QUOTED PASSAGE:
1880s to 1930s - Maggie Lena Walker (Activist, President of Penny Saving Bank of St. Luke)
Maggie Lena Walker was grand secretary of the Independent Order of St. Luke, an organization dedicated to the social and financial advancement of African Americans.
Maggie Lena Walker was born on July 15, 1864, in Richmond, Virginia. She attended school and graduated in 1883, having been trained as a teacher. She married a brick contractor in 1886 and left her teaching job, at which point she became more active within the Independent Order of St. Luke, an an organization dedicated to the social and financial advancement of African Americans. In 1899, Maggie Walker became grand secretary of the organization—a position that she would hold for the rest of her life. During her tenure, she founded the organization's newspaper, and opened a highly successful bank and a department store. By the time she died, on December 15, 1934, Walker had turned the nearly bankrupt organization into a profitable and effective one.
Maggie Lena Walker was born Maggie Lena Draper on July 15, 1864, in Richmond Virginia. Her mother, Elizabeth Draper, was a former slave and the assistant cook for Elizabeth Van Lew, an abolitionist on whose estate Maggie was born. Maggie's biological father was Eccles Cuthbert, an Irish American who had met Elizabeth on the Van Lew estate. The two were never married, and shortly after Maggie's birth, Elizabeth married William Mitchell, the butler of the estate. In 1870, the Mitchells had a child, Maggie's half-brother Johnnie.
Soon thereafter, William obtained a job as the headwaiter at the St. Charles Hotel in Richmond, and the family moved away from the estate and into a small house of their own. Tragedy struck, however, when in 1876 William was found drowned in the river. His death was ruled a suicide by police, though Elizabeth maintained that he had been murdered. William's death left Elizabeth and her children in poverty. To make ends meet, Elizabeth began a laundry business, with which Maggie assisted by delivering clean laundry to their white patrons. It was during this time that she first developed an awareness of the gap between the quality of life for whites and blacks in the United States—a gap that she would soon devote her life to narrowing.
The Independent Order of St. Luke
In her teens, Maggie attended the Lancaster School and, later, the Richmond Colored Normal School, both institutions dedicated to the education of African Americans. While attending the latter, she also joined the Independent Order of St. Luke, a fraternal organization dedicated to the advancement of African Americans in both financial and social standing.
Maggie graduated in 1883, having completed her training as a teacher. She returned to the Lancaster School to teach and remained there until 1886, when she married Armstead Walker Jr., a brick contractor, and was forced to leave her job, due to the school's policy against married teachers. Over the next decade, Maggie Walker's life was split between family and her work for the Order of St. Luke. In 1890, she gave birth to her first son, Russell, and in 1893, Armstead, who died while still an infant.

WHAT THIS EXERCISE ASKS:
1) Copy out the Maggie Lena Walker biography from "Maggie Lena Walker was born on" up to and including "and effective one.".
2) Resume the Maggie Lena Walker biography, writing on from its last sentence.
The records have nothing to do with the Maggie Lena Walker biography.

Records held in a dataset:
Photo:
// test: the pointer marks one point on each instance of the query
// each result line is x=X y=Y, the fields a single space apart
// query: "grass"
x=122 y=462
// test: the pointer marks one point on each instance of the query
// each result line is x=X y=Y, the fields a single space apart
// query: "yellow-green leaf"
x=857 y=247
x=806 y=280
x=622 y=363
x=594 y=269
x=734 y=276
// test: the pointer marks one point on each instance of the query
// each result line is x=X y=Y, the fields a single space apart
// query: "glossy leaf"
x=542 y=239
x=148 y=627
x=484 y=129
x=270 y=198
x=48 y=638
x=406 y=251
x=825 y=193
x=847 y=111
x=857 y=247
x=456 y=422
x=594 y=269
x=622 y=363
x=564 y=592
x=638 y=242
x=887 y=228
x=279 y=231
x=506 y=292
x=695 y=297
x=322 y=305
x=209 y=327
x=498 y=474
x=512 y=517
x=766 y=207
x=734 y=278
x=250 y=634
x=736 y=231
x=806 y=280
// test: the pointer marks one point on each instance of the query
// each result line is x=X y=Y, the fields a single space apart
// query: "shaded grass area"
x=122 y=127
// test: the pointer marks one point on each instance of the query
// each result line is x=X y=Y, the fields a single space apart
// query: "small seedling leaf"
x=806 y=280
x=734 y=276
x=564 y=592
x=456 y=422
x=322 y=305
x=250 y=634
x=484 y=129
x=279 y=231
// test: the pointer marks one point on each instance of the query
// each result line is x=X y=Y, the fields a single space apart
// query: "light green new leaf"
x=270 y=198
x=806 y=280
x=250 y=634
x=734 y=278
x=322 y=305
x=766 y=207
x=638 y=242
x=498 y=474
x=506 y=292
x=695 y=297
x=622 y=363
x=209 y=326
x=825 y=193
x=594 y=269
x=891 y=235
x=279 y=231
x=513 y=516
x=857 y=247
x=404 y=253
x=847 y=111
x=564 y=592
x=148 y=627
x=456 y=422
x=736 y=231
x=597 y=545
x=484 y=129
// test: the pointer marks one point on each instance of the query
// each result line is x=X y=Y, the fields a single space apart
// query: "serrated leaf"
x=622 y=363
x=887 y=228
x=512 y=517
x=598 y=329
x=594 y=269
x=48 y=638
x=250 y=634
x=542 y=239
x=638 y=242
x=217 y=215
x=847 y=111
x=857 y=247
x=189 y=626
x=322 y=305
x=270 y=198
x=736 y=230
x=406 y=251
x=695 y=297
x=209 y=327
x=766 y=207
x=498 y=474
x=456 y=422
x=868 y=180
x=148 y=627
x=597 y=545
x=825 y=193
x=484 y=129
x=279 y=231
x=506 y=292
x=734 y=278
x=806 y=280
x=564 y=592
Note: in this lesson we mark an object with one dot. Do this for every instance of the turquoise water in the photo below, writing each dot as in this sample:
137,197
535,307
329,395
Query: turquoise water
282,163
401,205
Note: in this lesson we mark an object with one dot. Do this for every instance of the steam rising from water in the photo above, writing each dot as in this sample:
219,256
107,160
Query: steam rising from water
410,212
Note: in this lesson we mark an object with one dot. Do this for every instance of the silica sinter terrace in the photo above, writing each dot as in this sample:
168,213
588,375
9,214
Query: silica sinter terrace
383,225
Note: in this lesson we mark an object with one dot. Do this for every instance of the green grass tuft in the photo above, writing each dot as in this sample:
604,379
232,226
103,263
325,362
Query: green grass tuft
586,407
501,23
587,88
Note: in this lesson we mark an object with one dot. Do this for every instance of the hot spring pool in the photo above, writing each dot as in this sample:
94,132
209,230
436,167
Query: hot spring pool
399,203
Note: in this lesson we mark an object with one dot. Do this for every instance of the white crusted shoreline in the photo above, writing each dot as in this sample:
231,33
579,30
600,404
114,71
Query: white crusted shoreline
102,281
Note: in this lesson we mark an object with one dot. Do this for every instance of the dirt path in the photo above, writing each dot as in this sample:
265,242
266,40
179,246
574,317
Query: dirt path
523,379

RESULTS IN ORDER:
1)
Maggie Lena Walker was born on July 15, 1864, in Richmond, Virginia. She attended school and graduated in 1883, having been trained as a teacher. She married a brick contractor in 1886 and left her teaching job, at which point she became more active within the Independent Order of St. Luke, an an organization dedicated to the social and financial advancement of African Americans. In 1899, Maggie Walker became grand secretary of the organization—a position that she would hold for the rest of her life. During her tenure, she founded the organization's newspaper, and opened a highly successful bank and a department store. By the time she died, on December 15, 1934, Walker had turned the nearly bankrupt organization into a profitable and effective one.

2)
In 1895, Walker, who had been rising quickly through the ranks of the Order, became grand deputy matron. She also established a youth arm of the order to inspire social consciousness in young African Americans. In 1897, Walker gave birth to another son, Melvin, and two years later, became the Order of St. Luke's grand secretary.
When Maggie Walker assumed control of the Order of St. Luke, the organization was on the verge of bankruptcy. In a speech she gave in 1901, she outlined her plans to save it, and in the coming years, she would follow through on each item she had described. In 1902, Walker founded the St. Luke Herald to carry news of the Order of St. Luke to local chapters and to help with its educational work. The following year, she opened the St. Luke Penny Savings Bank (of which she would be remain president until 1929). In 1905, she opened the St. Luke Emporium, a department store that offered African-American women opportunities for work and gave the black community access to cheaper goods.
In the midst of all of these accomplishments, however, tragedy visited Maggie Walker once more: In 1915, Russell Walker, mistaking his father for an intruder, shot and killed him as he was returning home one night. Russell was tried for murder, but was found innocent. Also around this time, Maggie Walker developed diabetes. Yet this did not deter her in her work.
In 1921, Walker ran for the seat of superintendent of public instruction on the Republican ticket, though she was defeated along with the other black Republican candidates. Her work for the Order of St. Luke, however, was meeting with much more favorable results. By 1924, under Maggie Walker's continued leadership, the bank served a membership of more than 50,000 in 1,500 local chapters. Additionally, she managed to keep the bank alive during the Great Depression, despite the fact that many were failing, by merging it with two other banks in 1929.
Death and Legacy
For the last few years of her life, Maggie Walker was confined to a wheelchair and continued to suffer from her diabetic condition, and on December 15, 1934, at age 70, she died from complications of the disease. She was buried in Evergreen Cemetery in Richmond. In 1979, her home on East Leigh Street, in the Jackson Ward neighborhood of Richmond, known as the "Harlem of the South," was purchased by the National Parks Service and became a National Historic Site.